### Problem to work on
Would you repeat each line below precisely as it stands?

### Data extract
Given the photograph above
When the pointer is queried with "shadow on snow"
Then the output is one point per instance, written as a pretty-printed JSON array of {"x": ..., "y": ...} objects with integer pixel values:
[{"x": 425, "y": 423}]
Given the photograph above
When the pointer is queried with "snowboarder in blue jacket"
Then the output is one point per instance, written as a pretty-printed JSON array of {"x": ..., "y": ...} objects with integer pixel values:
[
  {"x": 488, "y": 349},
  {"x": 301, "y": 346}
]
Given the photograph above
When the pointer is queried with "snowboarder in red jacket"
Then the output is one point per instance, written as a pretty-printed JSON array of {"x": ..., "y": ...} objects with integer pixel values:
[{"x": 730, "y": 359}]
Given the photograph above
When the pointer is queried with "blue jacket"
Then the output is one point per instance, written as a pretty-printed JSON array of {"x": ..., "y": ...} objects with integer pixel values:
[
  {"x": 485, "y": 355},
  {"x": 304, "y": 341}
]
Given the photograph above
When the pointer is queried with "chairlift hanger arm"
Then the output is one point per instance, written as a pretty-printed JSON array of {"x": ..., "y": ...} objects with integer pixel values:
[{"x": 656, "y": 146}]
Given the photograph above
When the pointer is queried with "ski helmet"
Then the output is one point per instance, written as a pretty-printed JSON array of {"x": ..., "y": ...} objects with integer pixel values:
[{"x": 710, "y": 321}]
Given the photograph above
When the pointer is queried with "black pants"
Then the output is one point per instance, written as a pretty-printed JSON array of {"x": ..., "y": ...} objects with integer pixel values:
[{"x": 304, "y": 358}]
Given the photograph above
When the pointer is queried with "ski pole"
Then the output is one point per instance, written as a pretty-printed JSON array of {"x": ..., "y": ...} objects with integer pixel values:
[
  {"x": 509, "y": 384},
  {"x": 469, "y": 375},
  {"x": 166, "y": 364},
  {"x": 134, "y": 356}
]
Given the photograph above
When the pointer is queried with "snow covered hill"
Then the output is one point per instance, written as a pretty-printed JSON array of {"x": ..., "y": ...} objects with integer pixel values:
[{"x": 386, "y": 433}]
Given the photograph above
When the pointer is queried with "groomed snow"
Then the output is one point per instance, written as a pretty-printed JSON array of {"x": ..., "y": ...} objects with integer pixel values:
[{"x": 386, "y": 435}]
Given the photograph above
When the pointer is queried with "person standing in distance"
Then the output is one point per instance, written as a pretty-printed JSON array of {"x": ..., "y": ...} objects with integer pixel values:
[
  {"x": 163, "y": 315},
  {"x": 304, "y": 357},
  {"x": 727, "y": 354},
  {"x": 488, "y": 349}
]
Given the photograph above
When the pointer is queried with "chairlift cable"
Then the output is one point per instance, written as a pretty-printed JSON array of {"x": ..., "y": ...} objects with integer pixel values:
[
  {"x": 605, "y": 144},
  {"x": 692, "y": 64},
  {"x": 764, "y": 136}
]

### Reply
Given the photograph above
When the pointer is queried with "shadow on snow"
Then the output is one point per instance, written as a pretty-printed JSON array of {"x": ..., "y": ...} objects with integer pixel values:
[{"x": 425, "y": 423}]
Given the photograph above
When the pointer is queried with "snowboarder in blue jacket"
Then the output is one point per instance, written as a pretty-printed JSON array of {"x": ..., "y": ...} objects with integer pixel values:
[
  {"x": 488, "y": 349},
  {"x": 301, "y": 346}
]
Given the photograph above
When the pointer is queried with "snowboarder in red jacket"
Then the output is one point per instance, written as a pretty-printed JSON array of {"x": ..., "y": ...} objects with integer pixel values:
[{"x": 730, "y": 359}]
Given the photograph above
When the pointer is queried with "blue jacket"
Then the output is one point per instance, written as a pretty-printed JSON array of {"x": ..., "y": ...} objects with integer pixel values:
[
  {"x": 485, "y": 355},
  {"x": 304, "y": 341}
]
Given the photograph above
When the pointer is queried with "chairlift hanger arm"
Then the output is one point per instance, written as a pretty-printed JSON array of {"x": ..., "y": ...} objects with integer pixel values:
[{"x": 656, "y": 146}]
Given the photograph above
When the pointer is queried with "ski helmet"
Then the output is one point per instance, written as a pretty-printed JSON array of {"x": ..., "y": ...} objects with integer pixel values:
[{"x": 710, "y": 321}]
Given the photograph above
When the pointer is queried with "black pants"
Then the output is one point per instance, written as a pretty-printed JSON array of {"x": ..., "y": ...} objects with integer pixel values:
[{"x": 304, "y": 358}]
Given the photograph above
When the pointer is queried with "ski pole"
Then the output is one point per instance, written as a pretty-printed JSON array of {"x": ..., "y": ...} objects with integer pixel values:
[
  {"x": 509, "y": 384},
  {"x": 469, "y": 375},
  {"x": 166, "y": 364},
  {"x": 134, "y": 356}
]
Given the photograph above
When the pointer is queried with "snow covered hill"
Then the output is one point per instance, written as a pretty-printed JSON array of {"x": ..., "y": ...} objects with integer pixel values:
[{"x": 386, "y": 433}]
Given the photograph above
When the pointer is queried with "groomed snow"
Then the output is one point per instance, written as a pretty-printed JSON array of {"x": ..., "y": ...} objects with integer pixel values:
[{"x": 386, "y": 435}]
Given the photograph above
When the pointer is queried with "person standing in distance"
Then the output is one point per instance, written as a pretty-printed JSON array of {"x": ..., "y": ...} objects with integer pixel values:
[
  {"x": 163, "y": 315},
  {"x": 304, "y": 357},
  {"x": 727, "y": 354},
  {"x": 488, "y": 349}
]
Given the photograph above
When the pointer is queried with "chairlift cable"
Then the output is one point per instance, written as a pretty-printed JSON array of {"x": ..., "y": ...} objects with integer pixel values:
[
  {"x": 605, "y": 144},
  {"x": 692, "y": 64},
  {"x": 764, "y": 136}
]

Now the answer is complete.